**ASSIGNMENT**
Restate the records below word for word, leaving nothing out.

SUPPLIED DATA below:

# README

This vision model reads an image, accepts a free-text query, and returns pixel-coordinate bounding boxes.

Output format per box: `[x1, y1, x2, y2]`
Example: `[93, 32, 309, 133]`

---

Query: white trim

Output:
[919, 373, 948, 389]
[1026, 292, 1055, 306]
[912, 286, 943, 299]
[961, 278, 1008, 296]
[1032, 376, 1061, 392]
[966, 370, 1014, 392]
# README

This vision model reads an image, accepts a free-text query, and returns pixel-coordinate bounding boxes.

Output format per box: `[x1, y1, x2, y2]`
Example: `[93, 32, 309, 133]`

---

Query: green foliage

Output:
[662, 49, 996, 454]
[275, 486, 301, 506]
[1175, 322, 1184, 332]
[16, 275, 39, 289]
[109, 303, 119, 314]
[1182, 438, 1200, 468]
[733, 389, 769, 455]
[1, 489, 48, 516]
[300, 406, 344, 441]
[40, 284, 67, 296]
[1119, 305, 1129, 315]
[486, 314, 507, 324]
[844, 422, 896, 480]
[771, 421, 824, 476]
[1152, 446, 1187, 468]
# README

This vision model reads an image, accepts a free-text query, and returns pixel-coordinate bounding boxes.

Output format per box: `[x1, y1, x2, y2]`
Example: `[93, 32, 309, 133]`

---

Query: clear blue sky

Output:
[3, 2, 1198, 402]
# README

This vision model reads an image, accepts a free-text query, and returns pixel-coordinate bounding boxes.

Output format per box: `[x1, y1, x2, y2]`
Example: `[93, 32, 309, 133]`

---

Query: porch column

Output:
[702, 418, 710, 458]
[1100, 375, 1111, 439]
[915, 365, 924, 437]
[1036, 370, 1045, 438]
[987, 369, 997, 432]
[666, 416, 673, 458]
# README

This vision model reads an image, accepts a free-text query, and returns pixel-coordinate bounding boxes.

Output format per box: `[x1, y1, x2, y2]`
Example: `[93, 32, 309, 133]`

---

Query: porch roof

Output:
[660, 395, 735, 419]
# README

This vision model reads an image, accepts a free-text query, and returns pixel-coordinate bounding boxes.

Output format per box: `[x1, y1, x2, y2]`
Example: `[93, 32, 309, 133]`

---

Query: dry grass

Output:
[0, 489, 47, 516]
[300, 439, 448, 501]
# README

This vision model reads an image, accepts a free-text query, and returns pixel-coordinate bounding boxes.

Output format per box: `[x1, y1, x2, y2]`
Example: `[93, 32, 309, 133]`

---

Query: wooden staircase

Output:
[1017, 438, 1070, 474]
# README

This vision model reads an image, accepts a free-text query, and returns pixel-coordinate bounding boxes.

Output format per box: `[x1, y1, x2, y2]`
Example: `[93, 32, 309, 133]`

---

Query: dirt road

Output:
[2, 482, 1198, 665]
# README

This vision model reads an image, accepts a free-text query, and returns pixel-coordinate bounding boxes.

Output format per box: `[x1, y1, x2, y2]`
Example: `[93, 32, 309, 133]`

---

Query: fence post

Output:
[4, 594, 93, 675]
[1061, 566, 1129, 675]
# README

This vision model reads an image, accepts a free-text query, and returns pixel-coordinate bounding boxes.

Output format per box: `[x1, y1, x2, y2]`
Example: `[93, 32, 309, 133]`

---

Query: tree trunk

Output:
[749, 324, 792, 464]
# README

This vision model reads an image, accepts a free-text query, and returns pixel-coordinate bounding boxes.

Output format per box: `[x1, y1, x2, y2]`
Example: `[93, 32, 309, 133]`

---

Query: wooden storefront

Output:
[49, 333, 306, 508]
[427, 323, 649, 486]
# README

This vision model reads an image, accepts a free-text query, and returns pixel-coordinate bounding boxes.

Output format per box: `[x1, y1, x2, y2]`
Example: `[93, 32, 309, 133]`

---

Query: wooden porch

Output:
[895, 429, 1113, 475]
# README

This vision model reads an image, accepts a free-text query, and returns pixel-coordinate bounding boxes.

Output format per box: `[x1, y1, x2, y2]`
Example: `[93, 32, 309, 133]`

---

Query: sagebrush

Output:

End of SUPPLIED DATA.

**TASK OUTPUT**
# README

This vision model reads an image, accepts a free-text query, and returns pixel-coordinate bounding boxes.

Output format per box: `[x1, y1, x2, y2]`
Example: `[93, 32, 309, 133]`

---

Query: white trim

Output:
[919, 373, 948, 389]
[1026, 292, 1055, 306]
[912, 286, 943, 299]
[961, 278, 1008, 296]
[1032, 376, 1061, 392]
[966, 370, 1014, 392]
# README

This vision model reads an image, accepts a free-text query, and returns pixel-coordinate bounding boxes.

Output format per box: `[x1, y1, x2, y2]`
Example: `[93, 32, 309, 133]`

---

Query: green foliage

Output:
[662, 49, 996, 454]
[275, 486, 301, 506]
[1175, 322, 1184, 332]
[16, 275, 39, 289]
[109, 303, 119, 314]
[1182, 438, 1200, 468]
[733, 389, 769, 455]
[1, 489, 48, 516]
[300, 406, 344, 441]
[40, 284, 67, 296]
[1119, 305, 1129, 315]
[486, 314, 507, 324]
[844, 422, 896, 480]
[771, 421, 824, 476]
[1152, 446, 1187, 468]
# README

This vision model reads an image, accepts a free-text query, and returns pixel-coordinate bounding boxes.

Output format per box: `[x1, y1, x2, y2]`
Example: `[93, 32, 309, 133]`

---

Query: clear blue sky

Output:
[3, 2, 1198, 402]
# README

This vision model reads an image, accepts a free-text query, and returns pixel-coordinate bounding boxes.

Output format per box: `[x1, y1, x2, y2]`
Example: `[93, 32, 309, 133]`

---

Query: porch column

Output:
[702, 418, 710, 458]
[1100, 375, 1111, 439]
[915, 365, 924, 437]
[1036, 370, 1045, 438]
[987, 369, 997, 432]
[666, 416, 673, 458]
# README

This vision model reads an image, accepts a free-text query, and returns pixel-coordinate bounding boxes.

Output format per box: `[x1, y1, x2, y2]`
Example: `[93, 32, 309, 133]`

---

Query: porch roof

Output:
[660, 395, 735, 419]
# README

This vision model reads an image, accepts a free-text query, and returns pixel-coordinate bounding boxes.

Output format per box: `[x1, y1, x2, y2]`
Example: `[93, 32, 309, 133]`

---

Query: dry grass

Output:
[0, 489, 47, 516]
[300, 439, 448, 501]
# README

This vision model reads an image, accepts a free-text query, and returns pixel-coordinate bounding boxes.

Output format per box: `[x1, y1, x2, y2]`
Example: `[93, 32, 309, 133]`

---

Query: wooden staircase

Output:
[1017, 438, 1070, 474]
# README

This vision model reads an image, accepts a free-text query, and returns pixel-coordinate bounding boxes.

Output format per box: `[x1, y1, x2, y2]`
Example: `[93, 32, 309, 133]`

---

Query: dirt road

Output:
[2, 482, 1198, 665]
# README

This vision model reads an image, accepts a free-text query, and returns pixel-coordinate bounding boxes.

Output format per box: `[x1, y1, x2, y2]`
Example: `[93, 32, 309, 133]`

---

Query: fence post

Output:
[4, 594, 93, 675]
[1061, 566, 1129, 675]
# README

This vision model reads an image, accepts a free-text query, and returns pixel-coordinate bounding boxes.

Output format per box: `[x1, y1, x2, y2]`
Example: `[93, 32, 309, 133]`

---

Query: tree trunk

Output:
[749, 324, 792, 464]
# README

This vision model reads an image, accepts a free-text query, and returns pixel-coordinate bounding boxes.

Output format per box: `[x1, y1, x2, y2]`
Example: `[93, 32, 309, 133]`

---

Query: wooden storefront

Output:
[49, 333, 306, 508]
[427, 323, 649, 486]
# README

This vision model reads an image, accepts a free-text query, and returns pixel-coordinate bounding boxes.

Output format per box: `[x1, y1, x2, y2]`
Example: `[93, 32, 309, 133]`

---

Query: wooden porch

Output:
[895, 429, 1113, 475]
# README

This vision model reads an image, accepts a free-text query, and returns pixel-coordinate bounding boxes.

Output format per box: `[x1, y1, x2, y2]`
Example: `[93, 32, 309, 133]`

---

Query: sagebrush

Output:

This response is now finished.